● WRITTEN PROBLEM
Reproduce the records exactly.

[Source data]
□ □ □ □ □ □ □

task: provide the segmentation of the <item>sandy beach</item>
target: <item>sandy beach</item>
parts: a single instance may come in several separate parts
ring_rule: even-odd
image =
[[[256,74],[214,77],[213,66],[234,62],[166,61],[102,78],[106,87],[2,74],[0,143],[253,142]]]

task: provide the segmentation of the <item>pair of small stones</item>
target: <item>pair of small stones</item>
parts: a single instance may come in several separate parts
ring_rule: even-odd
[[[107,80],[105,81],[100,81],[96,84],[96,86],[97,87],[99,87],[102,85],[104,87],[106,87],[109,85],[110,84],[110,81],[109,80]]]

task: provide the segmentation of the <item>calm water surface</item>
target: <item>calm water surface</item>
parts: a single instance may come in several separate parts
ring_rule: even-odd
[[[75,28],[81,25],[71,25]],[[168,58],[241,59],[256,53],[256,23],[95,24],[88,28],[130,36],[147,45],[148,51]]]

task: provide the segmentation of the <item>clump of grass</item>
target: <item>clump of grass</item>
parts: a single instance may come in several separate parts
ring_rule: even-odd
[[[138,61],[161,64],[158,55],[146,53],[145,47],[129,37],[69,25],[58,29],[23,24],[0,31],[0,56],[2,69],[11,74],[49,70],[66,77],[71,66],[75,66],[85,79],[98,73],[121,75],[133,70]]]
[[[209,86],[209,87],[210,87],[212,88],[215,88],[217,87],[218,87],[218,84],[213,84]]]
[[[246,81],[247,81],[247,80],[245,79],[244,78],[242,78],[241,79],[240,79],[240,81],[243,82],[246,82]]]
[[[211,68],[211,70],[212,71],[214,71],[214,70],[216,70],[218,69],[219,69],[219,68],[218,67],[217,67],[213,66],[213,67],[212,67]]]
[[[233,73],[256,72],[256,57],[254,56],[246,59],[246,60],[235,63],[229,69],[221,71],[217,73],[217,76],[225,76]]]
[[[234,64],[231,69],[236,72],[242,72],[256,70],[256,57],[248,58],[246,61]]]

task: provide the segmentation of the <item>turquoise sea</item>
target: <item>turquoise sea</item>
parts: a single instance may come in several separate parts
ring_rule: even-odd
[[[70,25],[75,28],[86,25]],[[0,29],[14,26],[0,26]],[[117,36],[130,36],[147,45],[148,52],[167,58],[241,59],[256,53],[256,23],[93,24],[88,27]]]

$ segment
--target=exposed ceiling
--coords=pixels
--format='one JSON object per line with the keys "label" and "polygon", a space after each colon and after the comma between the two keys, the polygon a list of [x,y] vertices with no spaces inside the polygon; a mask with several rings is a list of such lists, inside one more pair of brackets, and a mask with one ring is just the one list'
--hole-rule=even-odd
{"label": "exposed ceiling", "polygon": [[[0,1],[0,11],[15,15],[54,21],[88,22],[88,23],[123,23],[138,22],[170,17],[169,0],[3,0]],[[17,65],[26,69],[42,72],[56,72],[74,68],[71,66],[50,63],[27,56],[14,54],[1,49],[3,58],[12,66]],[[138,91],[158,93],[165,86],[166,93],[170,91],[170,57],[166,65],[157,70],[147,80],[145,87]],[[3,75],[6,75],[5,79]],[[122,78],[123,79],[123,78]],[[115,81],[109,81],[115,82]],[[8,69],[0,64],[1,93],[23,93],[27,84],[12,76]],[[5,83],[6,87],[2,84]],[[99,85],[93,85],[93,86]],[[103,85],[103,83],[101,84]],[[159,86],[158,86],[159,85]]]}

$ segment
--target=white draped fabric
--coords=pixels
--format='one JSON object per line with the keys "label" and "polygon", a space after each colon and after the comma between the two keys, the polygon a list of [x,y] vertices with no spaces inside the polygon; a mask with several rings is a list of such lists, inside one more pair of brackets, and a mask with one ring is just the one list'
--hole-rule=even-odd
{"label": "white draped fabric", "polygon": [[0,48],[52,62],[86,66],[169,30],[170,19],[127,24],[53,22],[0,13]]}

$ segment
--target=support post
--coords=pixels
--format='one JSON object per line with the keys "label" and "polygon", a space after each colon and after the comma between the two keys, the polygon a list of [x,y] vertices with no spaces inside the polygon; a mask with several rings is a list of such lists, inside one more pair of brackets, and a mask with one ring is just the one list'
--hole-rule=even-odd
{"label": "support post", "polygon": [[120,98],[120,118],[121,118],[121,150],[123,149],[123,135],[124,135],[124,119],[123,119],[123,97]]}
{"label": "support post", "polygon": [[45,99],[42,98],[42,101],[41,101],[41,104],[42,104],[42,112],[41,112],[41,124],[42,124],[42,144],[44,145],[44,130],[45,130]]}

□ □ □ □ □ □ □

● TASK RESPONSE
task: provide the segmentation of the <item>sandy beach</item>
target: <item>sandy beach</item>
parts: a single instance may come in several separate parts
ring_rule: even-odd
image =
[[[256,74],[214,77],[213,66],[234,62],[166,61],[102,78],[106,87],[2,74],[0,143],[253,142]]]

task: provide the segmentation of the <item>pair of small stones</item>
target: <item>pair of small stones</item>
parts: a single instance may come in several separate parts
ring_rule: even-odd
[[[107,80],[105,81],[100,81],[96,84],[96,86],[97,87],[99,87],[102,85],[104,87],[106,87],[109,85],[110,84],[110,81],[109,80]]]

task: provide the segmentation of the <item>calm water surface</item>
target: <item>calm water surface</item>
parts: a single instance may come in several separate parts
ring_rule: even-odd
[[[75,28],[81,25],[71,25]],[[168,58],[241,59],[256,53],[256,23],[95,24],[88,28],[130,36],[147,45],[148,51]]]

task: provide the segmentation of the <item>clump of grass</item>
target: <item>clump of grass</item>
parts: a single instance may come in several separate parts
ring_rule: even-odd
[[[138,61],[161,64],[158,55],[146,53],[145,47],[129,37],[69,25],[58,29],[23,24],[0,31],[0,56],[2,69],[11,74],[49,70],[66,77],[71,66],[75,66],[85,79],[98,73],[121,75],[133,70]]]
[[[209,86],[209,87],[210,87],[212,88],[215,88],[217,87],[218,87],[218,84],[213,84]]]
[[[246,81],[247,81],[247,80],[245,79],[244,78],[242,78],[241,79],[240,79],[240,81],[243,82],[246,82]]]
[[[211,68],[211,70],[212,71],[214,71],[214,70],[216,70],[218,69],[219,69],[219,68],[218,67],[217,67],[213,66],[213,67],[212,67]]]
[[[233,73],[256,72],[256,57],[254,56],[246,59],[246,60],[235,63],[229,69],[221,71],[217,73],[217,76],[225,76]]]
[[[234,64],[231,69],[236,72],[242,72],[256,70],[256,57],[248,58],[246,61]]]

task: provide the segmentation of the <item>turquoise sea</item>
target: <item>turquoise sea</item>
parts: a single instance may come in several separate parts
ring_rule: even-odd
[[[70,25],[75,28],[86,25]],[[0,29],[14,26],[0,26]],[[117,36],[130,36],[147,45],[148,52],[167,58],[241,59],[256,53],[256,23],[93,24],[88,27]]]

$ segment
--target=exposed ceiling
--coords=pixels
--format='one JSON object per line with the keys "label" and "polygon", a space after each colon and after the comma between the two keys, the polygon a list of [x,y] vertices with no spaces inside the polygon; a mask with several rings is a list of such lists, inside one more pair of brackets, and a mask with one ring is just the one list'
--hole-rule=even-odd
{"label": "exposed ceiling", "polygon": [[[0,1],[0,11],[15,15],[54,21],[88,22],[88,23],[123,23],[138,22],[170,17],[169,0],[3,0]],[[17,65],[26,69],[42,72],[56,72],[74,68],[71,66],[50,63],[27,56],[14,54],[1,49],[3,58],[12,66]],[[138,91],[158,93],[165,86],[166,93],[170,91],[170,57],[166,65],[157,70],[147,80],[145,87]],[[3,75],[6,75],[5,79]],[[122,78],[123,79],[123,78]],[[115,81],[109,81],[115,82]],[[8,69],[0,64],[1,93],[23,93],[27,84],[12,76]],[[5,83],[6,87],[2,84]],[[99,85],[93,85],[93,86]],[[103,85],[103,83],[101,84]],[[159,86],[158,86],[159,85]]]}

$ segment
--target=white draped fabric
--coords=pixels
--format='one JSON object per line with the keys "label" and "polygon", a space after each colon and after the comma between the two keys, the polygon a list of [x,y] vertices with no spaces inside the polygon; a mask with several rings is a list of such lists, inside one more pair of brackets, and a mask with one ring is just the one list'
--hole-rule=even-odd
{"label": "white draped fabric", "polygon": [[0,48],[52,62],[86,66],[169,30],[170,19],[127,24],[53,22],[0,13]]}

$ segment
--target=support post
--coords=pixels
--format='one JSON object per line with the keys "label" and "polygon", a space after each colon and after the comma between the two keys, the polygon a list of [x,y] vertices with no spaces inside the polygon; a mask with several rings is a list of such lists, inside one more pair of brackets, and a mask with one ring is just the one list'
--hole-rule=even-odd
{"label": "support post", "polygon": [[120,98],[120,118],[121,118],[121,150],[123,149],[123,135],[124,135],[124,119],[123,119],[123,97]]}
{"label": "support post", "polygon": [[45,99],[42,98],[42,101],[41,101],[41,104],[42,104],[42,112],[41,112],[41,124],[42,124],[42,144],[44,145],[44,130],[45,130]]}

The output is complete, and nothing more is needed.